> WHAT TO WORK ON
Transcribe the records below exactly.

> SUPPLIED INFORMATION
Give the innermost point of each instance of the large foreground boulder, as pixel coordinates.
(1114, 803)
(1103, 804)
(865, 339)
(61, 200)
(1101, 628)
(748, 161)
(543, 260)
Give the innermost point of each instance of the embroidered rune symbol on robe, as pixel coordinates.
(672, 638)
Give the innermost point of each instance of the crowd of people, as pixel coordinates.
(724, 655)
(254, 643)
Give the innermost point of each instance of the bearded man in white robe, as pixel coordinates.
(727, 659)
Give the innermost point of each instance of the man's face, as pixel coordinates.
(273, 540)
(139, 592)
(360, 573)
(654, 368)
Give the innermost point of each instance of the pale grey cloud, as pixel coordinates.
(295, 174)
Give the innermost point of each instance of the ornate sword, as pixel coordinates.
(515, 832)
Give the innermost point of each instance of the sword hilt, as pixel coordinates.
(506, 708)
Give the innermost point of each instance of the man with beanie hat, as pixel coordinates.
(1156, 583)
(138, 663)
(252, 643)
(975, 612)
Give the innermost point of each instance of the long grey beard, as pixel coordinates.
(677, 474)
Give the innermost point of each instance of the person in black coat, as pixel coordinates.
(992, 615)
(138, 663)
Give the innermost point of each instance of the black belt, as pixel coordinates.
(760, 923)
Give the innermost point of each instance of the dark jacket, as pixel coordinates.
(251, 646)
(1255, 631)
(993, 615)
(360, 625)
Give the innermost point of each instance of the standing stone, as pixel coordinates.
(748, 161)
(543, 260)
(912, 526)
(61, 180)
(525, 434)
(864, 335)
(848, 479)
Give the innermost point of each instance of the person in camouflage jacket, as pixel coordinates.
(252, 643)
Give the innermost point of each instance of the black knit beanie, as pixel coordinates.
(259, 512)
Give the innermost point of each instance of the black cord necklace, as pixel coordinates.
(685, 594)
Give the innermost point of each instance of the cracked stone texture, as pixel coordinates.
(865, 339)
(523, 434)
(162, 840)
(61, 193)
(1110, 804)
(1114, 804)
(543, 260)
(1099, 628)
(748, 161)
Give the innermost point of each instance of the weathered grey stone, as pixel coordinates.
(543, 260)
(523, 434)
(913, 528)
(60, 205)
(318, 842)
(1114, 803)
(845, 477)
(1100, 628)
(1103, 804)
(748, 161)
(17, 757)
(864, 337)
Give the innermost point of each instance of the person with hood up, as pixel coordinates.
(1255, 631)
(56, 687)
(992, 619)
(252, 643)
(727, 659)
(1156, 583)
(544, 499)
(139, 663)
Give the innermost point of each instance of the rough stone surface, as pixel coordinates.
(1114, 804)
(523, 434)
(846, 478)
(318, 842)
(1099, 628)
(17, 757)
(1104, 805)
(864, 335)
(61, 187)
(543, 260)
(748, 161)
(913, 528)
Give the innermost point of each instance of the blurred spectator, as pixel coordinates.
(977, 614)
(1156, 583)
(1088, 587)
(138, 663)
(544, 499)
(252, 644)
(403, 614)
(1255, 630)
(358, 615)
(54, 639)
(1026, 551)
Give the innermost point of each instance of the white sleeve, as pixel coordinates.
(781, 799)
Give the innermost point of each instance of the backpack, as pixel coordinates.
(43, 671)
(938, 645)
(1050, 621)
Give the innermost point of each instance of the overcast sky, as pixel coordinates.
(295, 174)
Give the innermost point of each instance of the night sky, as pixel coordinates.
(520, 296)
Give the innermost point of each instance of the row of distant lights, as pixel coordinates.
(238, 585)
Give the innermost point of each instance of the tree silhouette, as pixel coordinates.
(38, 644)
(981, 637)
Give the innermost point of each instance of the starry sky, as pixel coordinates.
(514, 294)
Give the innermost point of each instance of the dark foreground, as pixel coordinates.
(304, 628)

> ANSWER
Give the innermost point of each instance of the large foreground boulder, as pixel coordinates.
(1114, 803)
(1103, 804)
(865, 339)
(61, 200)
(1101, 628)
(748, 161)
(543, 260)
Give the innermost point of each instance of the embroidered rune symbol on robe, as pixel coordinates.
(672, 638)
Give the innermost point of each instance of the crowd of people, as pixel coordinates.
(724, 655)
(254, 643)
Give the innermost point of each instance of the bearded man in white robe, as pixel coordinates.
(727, 659)
Give the innermost point of each instance of the man's face, as pixel coordinates.
(273, 540)
(139, 592)
(360, 573)
(654, 368)
Give the innermost point of each instance of the pale grey cloud, as pixel coordinates.
(295, 174)
Give the innermost point of each instance of the ornate sword, as pixel coordinates.
(515, 832)
Give the innermost point of each instance of the sword hilt, as pixel coordinates.
(506, 708)
Give the innermost point of each instance of the man with beanie hat, as pixel coordinates.
(1156, 583)
(138, 663)
(252, 643)
(975, 612)
Give the innermost point of each instance of the long grey beard, as pixel coordinates.
(677, 474)
Give the innermost point of each instance of the person in black coat, as pixel coordinates.
(992, 615)
(138, 663)
Give the innermost point of each instance of the black belt, as pixel coordinates.
(760, 923)
Give the innermost point of each instance of the dark jacket, as pixel coordinates.
(251, 646)
(1255, 631)
(993, 615)
(360, 625)
Give the innermost point of each instance of the standing stone, as pixel coordinates.
(748, 161)
(543, 260)
(912, 526)
(61, 180)
(525, 434)
(864, 335)
(848, 479)
Give the innermost point of each instance of the person in camouflage jacket, as pixel coordinates.
(252, 643)
Give the innermost point of each instance of the black knit beanie, as pixel coordinates.
(259, 512)
Give the innermost point of each instance of the black cord necklace, as pixel coordinates.
(685, 594)
Give the innermost point of each instance of the cracked stone texture, as pixel coordinates.
(865, 339)
(523, 434)
(162, 840)
(61, 193)
(1110, 804)
(1114, 804)
(543, 260)
(1099, 628)
(748, 161)
Give the innermost point of each instance of the weathered grey stone, as pixel coordinates.
(543, 260)
(523, 434)
(913, 528)
(60, 205)
(318, 842)
(1114, 803)
(845, 477)
(1100, 628)
(1103, 804)
(748, 161)
(17, 757)
(864, 337)
Give the innermost point of each instance of the person with hood up, as pixel coordinates.
(1255, 631)
(56, 687)
(992, 619)
(252, 643)
(727, 659)
(1156, 583)
(544, 499)
(139, 663)
Give the innermost point of each instance of the rough stone surface, as pixel coordinates.
(1114, 804)
(523, 434)
(846, 478)
(318, 842)
(1099, 628)
(17, 757)
(1104, 805)
(864, 335)
(61, 187)
(543, 260)
(748, 161)
(913, 528)
Give the innermost point of each instance of the blurred spectator, as pixel coordinates.
(977, 614)
(1156, 583)
(1088, 587)
(138, 663)
(544, 499)
(252, 644)
(403, 614)
(1255, 630)
(358, 615)
(54, 639)
(1026, 551)
Give the innermost point of each instance of the white sleeve, as pixel coordinates.
(781, 799)
Give the innermost point of each instance of the backpack, as pixel coordinates.
(43, 671)
(938, 645)
(1050, 621)
Give the innermost point of each instance of the overcast sky, as pixel coordinates.
(295, 174)
Give the innermost point of each instance of the night sky, as pixel coordinates.
(520, 296)
Give the innermost point of each instance of the row of distant lights, as pixel coordinates.
(238, 585)
Give the innermost point of each instance of the tree silhouette, as pixel coordinates.
(38, 644)
(981, 637)
Give the innermost point of each instance of the starry sky, as pixel coordinates.
(514, 294)
Give the innermost point of each instance of the dark foreground, as pixel coordinates.
(304, 628)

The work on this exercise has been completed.